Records
◆ ◆ ◆ ◆ ◆
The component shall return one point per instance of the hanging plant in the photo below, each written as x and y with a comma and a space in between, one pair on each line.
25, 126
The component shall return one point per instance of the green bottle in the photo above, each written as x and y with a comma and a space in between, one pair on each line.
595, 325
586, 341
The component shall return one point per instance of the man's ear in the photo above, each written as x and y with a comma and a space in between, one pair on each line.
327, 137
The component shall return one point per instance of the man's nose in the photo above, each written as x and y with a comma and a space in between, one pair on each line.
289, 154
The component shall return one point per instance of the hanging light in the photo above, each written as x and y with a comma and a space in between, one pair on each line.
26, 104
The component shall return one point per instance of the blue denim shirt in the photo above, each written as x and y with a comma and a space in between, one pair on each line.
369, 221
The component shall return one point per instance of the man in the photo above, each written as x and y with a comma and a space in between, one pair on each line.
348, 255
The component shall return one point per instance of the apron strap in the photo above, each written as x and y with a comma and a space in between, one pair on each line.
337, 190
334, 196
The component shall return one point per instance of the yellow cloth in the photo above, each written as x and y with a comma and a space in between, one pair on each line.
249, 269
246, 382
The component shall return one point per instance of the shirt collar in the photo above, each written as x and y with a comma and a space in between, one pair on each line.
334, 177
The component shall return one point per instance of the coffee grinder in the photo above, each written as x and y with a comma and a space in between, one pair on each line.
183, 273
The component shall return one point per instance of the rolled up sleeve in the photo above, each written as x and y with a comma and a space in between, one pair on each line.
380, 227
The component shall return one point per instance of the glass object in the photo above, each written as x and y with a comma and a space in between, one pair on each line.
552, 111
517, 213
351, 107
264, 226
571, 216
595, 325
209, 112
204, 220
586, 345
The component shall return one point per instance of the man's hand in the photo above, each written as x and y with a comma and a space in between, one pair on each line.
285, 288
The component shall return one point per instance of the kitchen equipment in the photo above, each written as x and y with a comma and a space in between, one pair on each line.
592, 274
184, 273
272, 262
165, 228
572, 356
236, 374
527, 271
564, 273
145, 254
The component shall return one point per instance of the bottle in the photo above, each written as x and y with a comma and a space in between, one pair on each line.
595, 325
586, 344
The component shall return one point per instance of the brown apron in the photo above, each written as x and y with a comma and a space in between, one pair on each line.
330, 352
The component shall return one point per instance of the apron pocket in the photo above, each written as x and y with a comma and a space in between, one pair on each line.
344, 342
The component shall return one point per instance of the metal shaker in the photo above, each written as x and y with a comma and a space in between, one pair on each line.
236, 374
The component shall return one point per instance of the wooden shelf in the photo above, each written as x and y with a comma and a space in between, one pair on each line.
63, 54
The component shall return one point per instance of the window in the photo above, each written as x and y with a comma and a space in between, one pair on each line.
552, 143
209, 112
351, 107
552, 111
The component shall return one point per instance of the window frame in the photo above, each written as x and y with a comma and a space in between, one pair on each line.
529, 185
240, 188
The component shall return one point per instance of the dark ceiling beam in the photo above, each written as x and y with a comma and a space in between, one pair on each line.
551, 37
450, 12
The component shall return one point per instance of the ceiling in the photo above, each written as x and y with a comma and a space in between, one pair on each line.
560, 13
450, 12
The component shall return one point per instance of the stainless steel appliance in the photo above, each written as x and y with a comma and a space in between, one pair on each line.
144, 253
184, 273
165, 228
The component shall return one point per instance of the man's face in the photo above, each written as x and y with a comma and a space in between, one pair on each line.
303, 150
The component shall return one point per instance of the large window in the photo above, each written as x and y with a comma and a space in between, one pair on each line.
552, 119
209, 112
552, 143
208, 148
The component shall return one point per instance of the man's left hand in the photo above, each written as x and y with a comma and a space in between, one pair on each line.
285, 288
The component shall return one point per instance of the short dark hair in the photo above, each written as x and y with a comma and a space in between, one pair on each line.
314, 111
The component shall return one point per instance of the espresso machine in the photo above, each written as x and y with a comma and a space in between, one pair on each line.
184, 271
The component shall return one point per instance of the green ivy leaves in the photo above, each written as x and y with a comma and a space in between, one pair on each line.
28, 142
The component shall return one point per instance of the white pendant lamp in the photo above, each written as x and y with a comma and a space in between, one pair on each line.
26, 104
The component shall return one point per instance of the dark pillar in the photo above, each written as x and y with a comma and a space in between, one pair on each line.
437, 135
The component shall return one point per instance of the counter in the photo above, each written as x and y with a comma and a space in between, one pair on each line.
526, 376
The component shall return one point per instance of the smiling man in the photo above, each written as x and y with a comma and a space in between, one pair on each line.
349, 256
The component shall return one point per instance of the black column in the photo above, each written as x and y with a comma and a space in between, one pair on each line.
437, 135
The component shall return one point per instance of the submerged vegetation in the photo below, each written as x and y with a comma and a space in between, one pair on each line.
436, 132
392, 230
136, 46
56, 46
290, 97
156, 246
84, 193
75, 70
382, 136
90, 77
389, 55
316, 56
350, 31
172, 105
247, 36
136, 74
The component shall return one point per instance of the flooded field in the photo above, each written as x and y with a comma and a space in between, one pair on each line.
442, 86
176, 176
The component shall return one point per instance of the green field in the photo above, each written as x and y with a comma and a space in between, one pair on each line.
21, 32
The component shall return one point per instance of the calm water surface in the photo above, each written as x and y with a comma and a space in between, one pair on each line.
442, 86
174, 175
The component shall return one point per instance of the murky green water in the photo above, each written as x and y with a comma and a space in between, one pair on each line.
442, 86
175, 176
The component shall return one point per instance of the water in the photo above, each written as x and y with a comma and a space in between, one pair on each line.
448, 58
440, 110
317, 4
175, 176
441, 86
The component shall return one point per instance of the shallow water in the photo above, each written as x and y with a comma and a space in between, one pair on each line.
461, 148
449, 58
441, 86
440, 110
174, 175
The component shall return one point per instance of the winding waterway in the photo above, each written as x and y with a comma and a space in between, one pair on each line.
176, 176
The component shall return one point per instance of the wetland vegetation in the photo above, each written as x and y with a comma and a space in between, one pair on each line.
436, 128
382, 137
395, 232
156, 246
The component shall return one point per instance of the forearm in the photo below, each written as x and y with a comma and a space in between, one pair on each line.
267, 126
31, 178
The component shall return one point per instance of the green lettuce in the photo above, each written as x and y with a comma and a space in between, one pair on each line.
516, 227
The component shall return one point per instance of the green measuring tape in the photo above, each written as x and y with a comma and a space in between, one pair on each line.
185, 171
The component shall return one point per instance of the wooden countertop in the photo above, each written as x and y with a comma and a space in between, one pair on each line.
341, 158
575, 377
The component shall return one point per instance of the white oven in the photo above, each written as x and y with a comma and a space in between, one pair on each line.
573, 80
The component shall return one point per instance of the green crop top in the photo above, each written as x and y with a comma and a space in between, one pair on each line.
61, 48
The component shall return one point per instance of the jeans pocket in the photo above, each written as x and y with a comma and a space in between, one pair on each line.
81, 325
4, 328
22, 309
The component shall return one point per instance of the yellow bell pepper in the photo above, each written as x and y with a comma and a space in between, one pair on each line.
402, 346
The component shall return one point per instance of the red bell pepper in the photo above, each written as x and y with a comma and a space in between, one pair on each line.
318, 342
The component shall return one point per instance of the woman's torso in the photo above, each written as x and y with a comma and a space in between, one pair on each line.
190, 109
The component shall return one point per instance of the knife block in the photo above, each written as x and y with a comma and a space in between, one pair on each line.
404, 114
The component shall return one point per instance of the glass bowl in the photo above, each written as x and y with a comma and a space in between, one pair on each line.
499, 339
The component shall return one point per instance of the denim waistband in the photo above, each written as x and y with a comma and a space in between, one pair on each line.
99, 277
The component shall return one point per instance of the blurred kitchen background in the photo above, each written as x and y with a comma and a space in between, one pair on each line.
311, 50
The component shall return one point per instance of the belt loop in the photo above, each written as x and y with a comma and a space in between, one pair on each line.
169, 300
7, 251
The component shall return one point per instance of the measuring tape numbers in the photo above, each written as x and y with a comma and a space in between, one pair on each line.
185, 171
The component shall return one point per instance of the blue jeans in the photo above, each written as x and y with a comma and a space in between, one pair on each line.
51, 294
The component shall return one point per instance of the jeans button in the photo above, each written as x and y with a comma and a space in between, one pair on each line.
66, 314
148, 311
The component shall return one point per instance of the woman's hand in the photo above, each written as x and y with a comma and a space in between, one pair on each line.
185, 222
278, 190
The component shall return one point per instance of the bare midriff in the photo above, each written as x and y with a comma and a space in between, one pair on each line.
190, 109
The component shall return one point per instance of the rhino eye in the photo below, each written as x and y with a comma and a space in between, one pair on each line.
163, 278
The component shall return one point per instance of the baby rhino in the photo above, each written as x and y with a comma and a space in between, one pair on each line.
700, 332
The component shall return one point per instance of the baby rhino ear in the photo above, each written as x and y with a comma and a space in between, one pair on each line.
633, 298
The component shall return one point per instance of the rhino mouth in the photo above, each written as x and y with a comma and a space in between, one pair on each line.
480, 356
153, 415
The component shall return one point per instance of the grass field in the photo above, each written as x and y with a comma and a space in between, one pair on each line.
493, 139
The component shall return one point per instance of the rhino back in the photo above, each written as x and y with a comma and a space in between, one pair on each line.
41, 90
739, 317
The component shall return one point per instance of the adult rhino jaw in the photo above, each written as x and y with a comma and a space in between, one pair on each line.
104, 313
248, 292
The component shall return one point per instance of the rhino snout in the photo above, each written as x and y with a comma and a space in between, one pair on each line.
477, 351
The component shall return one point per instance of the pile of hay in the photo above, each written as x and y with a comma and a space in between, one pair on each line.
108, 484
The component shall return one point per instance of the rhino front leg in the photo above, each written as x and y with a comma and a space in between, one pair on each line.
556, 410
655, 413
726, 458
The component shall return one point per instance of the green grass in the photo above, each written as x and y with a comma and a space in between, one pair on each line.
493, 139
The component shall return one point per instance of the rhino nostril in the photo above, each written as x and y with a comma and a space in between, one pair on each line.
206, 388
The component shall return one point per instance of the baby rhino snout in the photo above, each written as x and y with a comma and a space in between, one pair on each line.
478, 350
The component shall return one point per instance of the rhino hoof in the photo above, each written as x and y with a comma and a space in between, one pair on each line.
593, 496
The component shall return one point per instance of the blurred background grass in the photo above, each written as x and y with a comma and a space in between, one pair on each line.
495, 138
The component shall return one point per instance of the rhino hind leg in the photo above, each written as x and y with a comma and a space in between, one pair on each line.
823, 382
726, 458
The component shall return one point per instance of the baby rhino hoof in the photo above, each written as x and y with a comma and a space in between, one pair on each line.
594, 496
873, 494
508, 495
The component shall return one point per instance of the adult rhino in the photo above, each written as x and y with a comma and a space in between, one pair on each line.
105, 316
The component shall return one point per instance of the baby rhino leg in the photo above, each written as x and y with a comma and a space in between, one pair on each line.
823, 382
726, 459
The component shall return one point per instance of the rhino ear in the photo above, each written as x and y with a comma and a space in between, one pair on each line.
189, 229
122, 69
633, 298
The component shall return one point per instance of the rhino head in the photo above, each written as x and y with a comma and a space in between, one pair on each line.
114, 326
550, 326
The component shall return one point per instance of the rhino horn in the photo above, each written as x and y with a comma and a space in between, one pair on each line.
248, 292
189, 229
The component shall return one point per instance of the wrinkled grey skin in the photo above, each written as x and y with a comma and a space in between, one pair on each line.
◆ ◆ ◆ ◆ ◆
Stated problem:
Repeat word for word the lines running from the line containing "the blurred background" to the end of the entries above, inclusive.

Exercise solution:
The component shall return one point per instance of the blurred background grass in the photo above, each written as x and y with a comma and a space in between, one pair on each line.
495, 138
The component shall return one point per instance of the rhino hind leg in the photo above, each written as x and y with a comma and a space in between, one pair on each line.
823, 382
726, 458
The component shall return one point per instance of the baby rhino hoof in the photo above, each written as x and y with a comma and a space in between, one pair on each line.
594, 496
873, 494
508, 495
The component shall return one point per instance of the adult rhino in the photo above, each written as x and y with a comma and a space in between, one pair on each line.
105, 316
The component shall return one point per instance of the baby rhino leg in the photo above, each written as x and y with a comma and a space in between, one pair on each line.
823, 382
726, 459
The component shall return one point per instance of the rhino ear in the photo above, each written as x and y with a comma and a space in between, one pair on each line.
189, 229
122, 69
633, 298
The component shall return one point per instance of the rhino head in the photo above, each written as x and y with a comma and a space in between, one pair on each line.
114, 326
550, 326
The component shall return one point per instance of the rhino horn in the photo above, each written as x and y with a comma and a space in between, one pair on each line.
248, 292
189, 229
The component shall return one point per instance of the wrinkled grey skin in the photo above, each written as x and y with a comma and a space in between, one pair on each line.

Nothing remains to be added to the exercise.